=== Short problem ===
Your task is to transcribe the entries below exactly, beginning with the line containing "TARGET = window blind" and ending with the final line, and to add nothing else.

<<<<

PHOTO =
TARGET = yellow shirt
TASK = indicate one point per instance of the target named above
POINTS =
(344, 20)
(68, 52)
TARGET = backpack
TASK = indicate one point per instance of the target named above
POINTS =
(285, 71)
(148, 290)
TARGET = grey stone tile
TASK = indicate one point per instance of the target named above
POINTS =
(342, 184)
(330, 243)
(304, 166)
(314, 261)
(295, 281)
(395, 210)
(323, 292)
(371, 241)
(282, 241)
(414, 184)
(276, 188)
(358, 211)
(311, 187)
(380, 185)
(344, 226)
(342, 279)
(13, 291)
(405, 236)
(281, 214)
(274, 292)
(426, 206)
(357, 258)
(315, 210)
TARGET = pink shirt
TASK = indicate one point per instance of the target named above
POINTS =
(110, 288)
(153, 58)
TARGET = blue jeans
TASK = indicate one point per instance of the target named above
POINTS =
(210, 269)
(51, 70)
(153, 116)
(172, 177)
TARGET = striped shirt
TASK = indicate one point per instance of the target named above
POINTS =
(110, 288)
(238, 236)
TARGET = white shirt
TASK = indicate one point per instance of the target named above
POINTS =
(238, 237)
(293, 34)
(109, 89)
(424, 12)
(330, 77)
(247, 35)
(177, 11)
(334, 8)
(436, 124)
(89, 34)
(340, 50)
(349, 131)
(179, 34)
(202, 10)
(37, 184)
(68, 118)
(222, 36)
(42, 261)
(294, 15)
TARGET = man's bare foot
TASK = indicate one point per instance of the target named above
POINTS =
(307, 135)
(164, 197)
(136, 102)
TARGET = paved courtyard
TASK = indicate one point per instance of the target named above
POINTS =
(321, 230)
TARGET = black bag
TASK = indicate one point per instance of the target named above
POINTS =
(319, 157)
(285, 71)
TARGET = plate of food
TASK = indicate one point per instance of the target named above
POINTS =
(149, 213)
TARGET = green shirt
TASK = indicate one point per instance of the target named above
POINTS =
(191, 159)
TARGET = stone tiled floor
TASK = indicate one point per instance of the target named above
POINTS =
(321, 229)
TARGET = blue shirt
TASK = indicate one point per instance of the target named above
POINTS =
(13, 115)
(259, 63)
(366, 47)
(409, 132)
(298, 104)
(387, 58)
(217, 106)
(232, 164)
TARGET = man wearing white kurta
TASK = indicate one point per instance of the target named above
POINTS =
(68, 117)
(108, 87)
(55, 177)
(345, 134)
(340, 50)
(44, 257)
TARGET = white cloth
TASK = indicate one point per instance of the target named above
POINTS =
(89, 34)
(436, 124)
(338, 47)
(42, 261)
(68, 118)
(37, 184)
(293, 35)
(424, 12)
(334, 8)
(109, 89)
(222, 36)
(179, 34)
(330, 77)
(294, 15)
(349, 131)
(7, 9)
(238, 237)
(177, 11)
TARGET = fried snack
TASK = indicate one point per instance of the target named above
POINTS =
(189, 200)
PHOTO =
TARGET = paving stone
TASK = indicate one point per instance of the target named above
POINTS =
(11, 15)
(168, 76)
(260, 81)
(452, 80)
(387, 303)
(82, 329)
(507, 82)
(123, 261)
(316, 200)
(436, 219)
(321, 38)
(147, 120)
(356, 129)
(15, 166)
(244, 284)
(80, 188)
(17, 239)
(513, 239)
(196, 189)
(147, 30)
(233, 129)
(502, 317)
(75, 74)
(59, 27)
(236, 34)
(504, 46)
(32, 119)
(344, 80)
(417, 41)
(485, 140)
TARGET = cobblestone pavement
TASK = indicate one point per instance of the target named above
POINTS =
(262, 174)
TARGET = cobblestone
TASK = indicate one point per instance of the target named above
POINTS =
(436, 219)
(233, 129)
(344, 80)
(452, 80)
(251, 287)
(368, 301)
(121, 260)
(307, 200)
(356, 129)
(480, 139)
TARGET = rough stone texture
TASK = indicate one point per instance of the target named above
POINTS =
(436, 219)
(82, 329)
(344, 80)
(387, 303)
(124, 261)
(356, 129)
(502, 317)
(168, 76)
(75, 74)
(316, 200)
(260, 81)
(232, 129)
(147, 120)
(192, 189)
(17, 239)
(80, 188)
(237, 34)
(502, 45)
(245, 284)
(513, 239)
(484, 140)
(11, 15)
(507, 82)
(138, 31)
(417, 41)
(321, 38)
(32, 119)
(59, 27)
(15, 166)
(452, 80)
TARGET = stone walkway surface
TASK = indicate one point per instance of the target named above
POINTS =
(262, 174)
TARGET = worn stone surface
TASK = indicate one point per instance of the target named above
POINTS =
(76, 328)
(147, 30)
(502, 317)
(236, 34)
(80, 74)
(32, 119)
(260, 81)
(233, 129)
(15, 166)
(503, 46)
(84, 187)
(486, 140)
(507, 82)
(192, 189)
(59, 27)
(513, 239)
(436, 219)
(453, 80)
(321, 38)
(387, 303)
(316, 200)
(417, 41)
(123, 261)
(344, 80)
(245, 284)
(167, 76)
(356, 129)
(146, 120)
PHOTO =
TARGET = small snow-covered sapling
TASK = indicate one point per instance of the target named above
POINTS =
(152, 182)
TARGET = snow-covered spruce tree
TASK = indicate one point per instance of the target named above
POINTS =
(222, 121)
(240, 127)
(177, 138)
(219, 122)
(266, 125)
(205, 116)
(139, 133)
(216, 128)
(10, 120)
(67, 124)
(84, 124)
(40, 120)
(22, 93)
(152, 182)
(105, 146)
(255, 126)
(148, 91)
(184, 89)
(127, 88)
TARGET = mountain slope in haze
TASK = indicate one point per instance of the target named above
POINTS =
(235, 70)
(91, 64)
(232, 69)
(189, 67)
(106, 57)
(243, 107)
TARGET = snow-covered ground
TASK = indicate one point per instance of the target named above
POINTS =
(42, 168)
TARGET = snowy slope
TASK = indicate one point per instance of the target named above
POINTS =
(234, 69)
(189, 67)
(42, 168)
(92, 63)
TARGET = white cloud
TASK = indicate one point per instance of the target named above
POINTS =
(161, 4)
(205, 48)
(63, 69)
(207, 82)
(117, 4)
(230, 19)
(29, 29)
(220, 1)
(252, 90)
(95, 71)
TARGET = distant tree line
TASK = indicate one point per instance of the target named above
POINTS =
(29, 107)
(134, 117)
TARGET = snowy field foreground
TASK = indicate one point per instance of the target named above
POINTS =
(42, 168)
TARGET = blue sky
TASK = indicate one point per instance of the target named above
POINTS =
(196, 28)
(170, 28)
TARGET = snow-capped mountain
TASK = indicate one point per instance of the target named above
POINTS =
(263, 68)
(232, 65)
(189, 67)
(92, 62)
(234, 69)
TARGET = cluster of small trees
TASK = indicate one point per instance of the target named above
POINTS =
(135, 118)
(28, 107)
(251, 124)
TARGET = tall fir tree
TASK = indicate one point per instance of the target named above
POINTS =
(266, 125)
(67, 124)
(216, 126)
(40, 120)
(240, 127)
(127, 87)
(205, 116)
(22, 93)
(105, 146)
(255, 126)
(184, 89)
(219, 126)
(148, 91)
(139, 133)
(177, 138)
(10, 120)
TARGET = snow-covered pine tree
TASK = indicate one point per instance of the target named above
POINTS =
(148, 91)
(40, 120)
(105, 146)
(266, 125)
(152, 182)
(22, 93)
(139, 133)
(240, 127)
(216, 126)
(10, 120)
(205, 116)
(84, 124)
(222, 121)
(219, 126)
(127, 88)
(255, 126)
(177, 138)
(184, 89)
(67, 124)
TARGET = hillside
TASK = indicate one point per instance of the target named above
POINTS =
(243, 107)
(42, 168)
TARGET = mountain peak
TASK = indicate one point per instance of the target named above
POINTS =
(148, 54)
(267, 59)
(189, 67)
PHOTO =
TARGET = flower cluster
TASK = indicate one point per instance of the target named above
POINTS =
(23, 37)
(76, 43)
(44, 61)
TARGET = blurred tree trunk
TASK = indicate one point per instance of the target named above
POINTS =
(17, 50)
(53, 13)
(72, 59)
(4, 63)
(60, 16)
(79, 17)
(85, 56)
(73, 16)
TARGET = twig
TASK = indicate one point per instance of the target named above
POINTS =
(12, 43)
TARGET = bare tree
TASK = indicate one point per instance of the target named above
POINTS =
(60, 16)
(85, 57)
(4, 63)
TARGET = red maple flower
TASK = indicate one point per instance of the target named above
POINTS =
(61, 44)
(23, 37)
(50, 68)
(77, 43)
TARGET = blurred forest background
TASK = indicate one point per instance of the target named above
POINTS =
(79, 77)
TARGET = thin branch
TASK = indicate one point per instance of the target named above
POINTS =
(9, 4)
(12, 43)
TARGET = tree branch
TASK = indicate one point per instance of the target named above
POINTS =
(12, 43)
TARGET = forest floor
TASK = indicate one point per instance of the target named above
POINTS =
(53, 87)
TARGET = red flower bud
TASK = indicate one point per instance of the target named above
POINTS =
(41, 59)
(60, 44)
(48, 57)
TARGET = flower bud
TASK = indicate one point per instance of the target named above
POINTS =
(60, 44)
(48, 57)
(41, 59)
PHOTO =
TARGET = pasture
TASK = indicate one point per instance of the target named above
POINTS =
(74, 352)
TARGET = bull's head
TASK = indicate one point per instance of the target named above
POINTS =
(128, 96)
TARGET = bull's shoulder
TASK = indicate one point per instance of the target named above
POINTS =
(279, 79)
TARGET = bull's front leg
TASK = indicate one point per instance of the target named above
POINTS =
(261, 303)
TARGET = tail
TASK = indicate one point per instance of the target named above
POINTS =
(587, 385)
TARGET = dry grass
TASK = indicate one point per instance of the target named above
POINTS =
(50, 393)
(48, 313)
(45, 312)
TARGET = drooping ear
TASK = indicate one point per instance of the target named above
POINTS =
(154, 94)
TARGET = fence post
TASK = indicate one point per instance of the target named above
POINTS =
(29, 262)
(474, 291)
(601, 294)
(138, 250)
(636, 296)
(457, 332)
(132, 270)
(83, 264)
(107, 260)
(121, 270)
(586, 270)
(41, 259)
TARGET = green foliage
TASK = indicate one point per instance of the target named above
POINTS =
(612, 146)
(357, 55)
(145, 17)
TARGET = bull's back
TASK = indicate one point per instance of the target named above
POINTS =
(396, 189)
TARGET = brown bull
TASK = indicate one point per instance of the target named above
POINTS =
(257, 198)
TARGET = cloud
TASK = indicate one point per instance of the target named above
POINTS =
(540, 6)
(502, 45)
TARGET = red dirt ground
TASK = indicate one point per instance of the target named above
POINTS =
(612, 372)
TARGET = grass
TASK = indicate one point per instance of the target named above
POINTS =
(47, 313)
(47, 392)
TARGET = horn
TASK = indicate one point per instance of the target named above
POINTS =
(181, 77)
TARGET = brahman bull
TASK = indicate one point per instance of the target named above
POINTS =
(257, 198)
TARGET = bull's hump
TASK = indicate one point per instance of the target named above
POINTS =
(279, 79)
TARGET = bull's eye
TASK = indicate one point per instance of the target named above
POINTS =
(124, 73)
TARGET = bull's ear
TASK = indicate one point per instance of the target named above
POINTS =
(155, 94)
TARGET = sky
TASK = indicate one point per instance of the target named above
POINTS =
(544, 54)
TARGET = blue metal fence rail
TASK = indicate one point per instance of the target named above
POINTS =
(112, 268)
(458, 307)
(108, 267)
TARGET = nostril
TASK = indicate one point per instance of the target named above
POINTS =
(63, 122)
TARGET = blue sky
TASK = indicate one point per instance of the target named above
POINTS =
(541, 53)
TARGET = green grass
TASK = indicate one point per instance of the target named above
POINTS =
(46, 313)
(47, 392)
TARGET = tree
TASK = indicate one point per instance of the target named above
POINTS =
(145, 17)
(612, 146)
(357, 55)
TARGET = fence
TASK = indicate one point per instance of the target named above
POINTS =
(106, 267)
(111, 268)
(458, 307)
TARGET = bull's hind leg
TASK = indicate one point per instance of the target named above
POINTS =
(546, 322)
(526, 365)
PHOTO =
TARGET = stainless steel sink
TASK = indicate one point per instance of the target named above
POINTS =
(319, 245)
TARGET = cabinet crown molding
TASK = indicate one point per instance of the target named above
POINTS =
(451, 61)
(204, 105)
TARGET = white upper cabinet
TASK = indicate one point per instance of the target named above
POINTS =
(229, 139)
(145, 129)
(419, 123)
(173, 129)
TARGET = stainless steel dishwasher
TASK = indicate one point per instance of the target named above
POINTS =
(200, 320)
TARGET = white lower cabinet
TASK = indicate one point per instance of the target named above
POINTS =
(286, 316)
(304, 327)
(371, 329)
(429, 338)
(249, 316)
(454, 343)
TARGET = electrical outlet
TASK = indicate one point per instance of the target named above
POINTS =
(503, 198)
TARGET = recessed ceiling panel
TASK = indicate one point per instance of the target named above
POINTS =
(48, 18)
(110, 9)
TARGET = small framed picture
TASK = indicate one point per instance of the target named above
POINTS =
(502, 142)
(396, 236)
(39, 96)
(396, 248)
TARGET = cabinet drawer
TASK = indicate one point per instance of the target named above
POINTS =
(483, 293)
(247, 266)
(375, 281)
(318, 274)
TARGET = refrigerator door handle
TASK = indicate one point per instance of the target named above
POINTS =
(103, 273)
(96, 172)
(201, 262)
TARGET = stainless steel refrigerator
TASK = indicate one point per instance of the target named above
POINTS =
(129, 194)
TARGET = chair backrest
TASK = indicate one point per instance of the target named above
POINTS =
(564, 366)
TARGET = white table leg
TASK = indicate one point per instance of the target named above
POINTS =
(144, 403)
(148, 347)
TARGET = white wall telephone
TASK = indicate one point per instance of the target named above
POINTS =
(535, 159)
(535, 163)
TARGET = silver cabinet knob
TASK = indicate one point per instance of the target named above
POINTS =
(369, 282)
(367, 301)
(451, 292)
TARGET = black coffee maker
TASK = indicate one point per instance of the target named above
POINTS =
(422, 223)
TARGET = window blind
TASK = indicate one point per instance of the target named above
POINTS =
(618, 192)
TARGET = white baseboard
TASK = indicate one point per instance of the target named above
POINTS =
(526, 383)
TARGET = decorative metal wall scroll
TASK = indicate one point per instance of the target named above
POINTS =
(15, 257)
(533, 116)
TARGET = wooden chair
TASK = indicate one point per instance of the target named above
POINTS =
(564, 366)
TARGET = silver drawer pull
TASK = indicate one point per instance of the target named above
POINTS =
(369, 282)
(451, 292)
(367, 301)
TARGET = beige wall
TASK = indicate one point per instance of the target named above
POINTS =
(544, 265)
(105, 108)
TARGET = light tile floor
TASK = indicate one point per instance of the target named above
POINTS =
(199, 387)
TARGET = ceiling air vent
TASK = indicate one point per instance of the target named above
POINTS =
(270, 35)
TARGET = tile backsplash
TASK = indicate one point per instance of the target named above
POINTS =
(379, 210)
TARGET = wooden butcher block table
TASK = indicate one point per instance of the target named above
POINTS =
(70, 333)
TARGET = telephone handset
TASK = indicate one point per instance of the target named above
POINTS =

>>>>

=== Reply to the exercise ===
TARGET = window blind
TASK = indicate one point per instance of the target named above
POINTS =
(618, 192)
TARGET = white baseboard
TASK = indicate one point per instance of the target named above
POINTS =
(526, 383)
TARGET = decorative metal wall scroll
TASK = indicate one point per instance of the target named above
POINTS =
(15, 257)
(533, 116)
TARGET = wooden chair
TASK = indicate one point per instance of the target named above
POINTS =
(564, 366)
TARGET = silver drawer pull
TASK = indicate one point per instance of the target named above
POINTS =
(369, 282)
(451, 292)
(367, 301)
TARGET = beige wall
TASK = indicate one point per instance of the target named above
POINTS =
(544, 265)
(105, 108)
TARGET = light tile floor
TASK = indicate one point per instance of the target named above
POINTS =
(199, 387)
TARGET = ceiling air vent
TASK = indicate one point per instance of the target named above
POINTS =
(270, 35)
TARGET = tile backsplash
TASK = indicate one point per instance of the target named above
POINTS =
(379, 210)
TARGET = wooden butcher block table
TASK = indicate one point per instance of the target named above
POINTS =
(70, 333)
TARGET = telephone handset
TASK = indicate one point per instance of the target named above
POINTS =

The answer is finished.